**PASSAGE FOR REVIEW**:

That implies a pullback for WTI to the $42-$43 level.
But WTI needs to hold $42 for a monthly close, or that sets up a test of $37; and below that is a monthly stop at $32.
So, oil bullies, put on your stops.
FWIW.
rockman on Mon, 12th Oct 2015 1:34 pm
Forbin – Exactly. For more then 40 years I focused on where oil/NG accumulated. Thus I have no problem believing all oil/NG has an abiotic origin because that would have no bearing on efforts to find traps.
Steve Challis on Mon, 12th Oct 2015 2:14 pm
Is the author of this article stupid or just pretending to be?
Michael C. Tapp on Mon, 12th Oct 2015 3:58 pm
Homo Sapien lives by a growth code. Everything we do must involve exponential growth including resource consumption. If the Earth suddenly became an abiotic sphere of Oil and we steadily consumed it at a tepid rate of growth only 1% per year it would be gone in about 2150 years.
Let WP(t) be the World Production of Oil in barrels per day at time t. Then Peak Oil is the point in time(t1) when WP(t) = t1. Betting against Peak Oil is saying that t1 doesn’t exist! Therefore, for example, 200mbpd production is entirely possible as is 1000mbpd. I suggest that the difference between a Malthusian and a Cornucopian is that the former understands bounded functions while the latter has only bounded knowledge.
yoananda on Mon, 12th Oct 2015 4:22 pm
even if oil is abiotic it’s not replaced “that fast” so reservoir are filled as they are emptied …
it changes barely nothing.
Newfie on Mon, 12th Oct 2015 4:36 pm
Peak Oil and Climate Change are theories ? LOL.
apneaman on Mon, 12th Oct 2015 4:45 pm
He forgot to mention that evolution by natural selection is not true, because DNA is a fabrication of Satan, and the Sun revolves around the flat earth. Math is a conspiracy too. The moon landing was a hoax because there is no moon – that’s just the light shining through a big hole in the firmament.
onlooker on Mon, 12th Oct 2015 4:49 pm
He forgot to mention that evolution by natural selection is not true, because DNA is a fabrication of Satan, and the Sun revolves around the flat earth. Math is a conspiracy too. The moon landing was a hoax because there is no moon – that’s just the light shining through a big hole in the firmament.”
This article needs to be archived so we can turn to it if we need to unwind and laugh.
HARM on Mon, 12th Oct 2015 5:12 pm
Yes, let’s file this one under “unintentional comedy”.
dooma on Tue, 13th Oct 2015 12:13 am
I hope the owners of all the depleting oil fields that are being purged with sea water find this article amusing.
antaris on Tue, 13th Oct 2015 12:24 am
Oh shit. Why did we pump water in. We only had to wait a while and they would have self filled with oil.
dooma on Tue, 13th Oct 2015 12:36 am
yeah, a couple of years and it would be gushing out of the ground again. And why would they be looking for oil 10-15 kilometres under the sea when we already have no mitigation tactics for when things turn to crap?

**ACTIVITIES**:
**1)** Decide whether each statement agrees with the comment thread on oil prices and abiotic oil. Answer yes or no for each, quoting the words that decide it.
(a) WTI needs to hold $42 for a monthly close.
(b) rockman says he focused on where oil/NG accumulated for more than 30 years.
(c) Michael C. Tapp says that at 1% yearly growth, an Earth made entirely of oil would be gone in about 2150 years.
**2)** According to the comment thread on oil prices and abiotic oil, what are the depleting oil fields being purged with?

**GIVEN RECORDS**:
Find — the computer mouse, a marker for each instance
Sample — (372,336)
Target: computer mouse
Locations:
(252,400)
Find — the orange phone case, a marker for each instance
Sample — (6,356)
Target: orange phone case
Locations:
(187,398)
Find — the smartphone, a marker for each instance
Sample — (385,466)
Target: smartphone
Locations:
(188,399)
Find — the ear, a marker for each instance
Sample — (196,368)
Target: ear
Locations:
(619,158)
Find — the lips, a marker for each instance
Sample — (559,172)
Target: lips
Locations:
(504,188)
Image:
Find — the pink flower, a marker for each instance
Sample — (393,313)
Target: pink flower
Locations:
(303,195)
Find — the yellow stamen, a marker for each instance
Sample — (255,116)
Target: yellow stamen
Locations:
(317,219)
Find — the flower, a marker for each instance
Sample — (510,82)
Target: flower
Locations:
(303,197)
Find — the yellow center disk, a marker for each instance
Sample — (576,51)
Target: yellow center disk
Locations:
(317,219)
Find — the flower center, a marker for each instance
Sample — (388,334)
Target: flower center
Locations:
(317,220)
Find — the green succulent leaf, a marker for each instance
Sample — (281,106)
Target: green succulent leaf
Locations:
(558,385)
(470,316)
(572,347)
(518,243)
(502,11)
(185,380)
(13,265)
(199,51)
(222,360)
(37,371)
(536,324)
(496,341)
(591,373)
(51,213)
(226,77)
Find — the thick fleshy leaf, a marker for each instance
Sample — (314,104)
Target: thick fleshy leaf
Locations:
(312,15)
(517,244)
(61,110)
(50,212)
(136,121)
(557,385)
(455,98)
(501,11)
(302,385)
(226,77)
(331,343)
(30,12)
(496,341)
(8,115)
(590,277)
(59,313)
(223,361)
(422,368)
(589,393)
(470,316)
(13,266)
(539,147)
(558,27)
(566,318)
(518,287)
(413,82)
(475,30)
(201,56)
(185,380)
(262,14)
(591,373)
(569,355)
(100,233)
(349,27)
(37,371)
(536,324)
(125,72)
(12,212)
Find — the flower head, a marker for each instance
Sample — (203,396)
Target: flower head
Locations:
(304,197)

**SOLUTIONS TO EACH TASK**:
**1)**
(a) Yes: "But WTI needs to hold $42 for a monthly close"
(b) No: "For more then 40 years I focused on where oil/NG accumulated."
(c) Yes: "it would be gone in about 2150 years."

**2)** Sea water.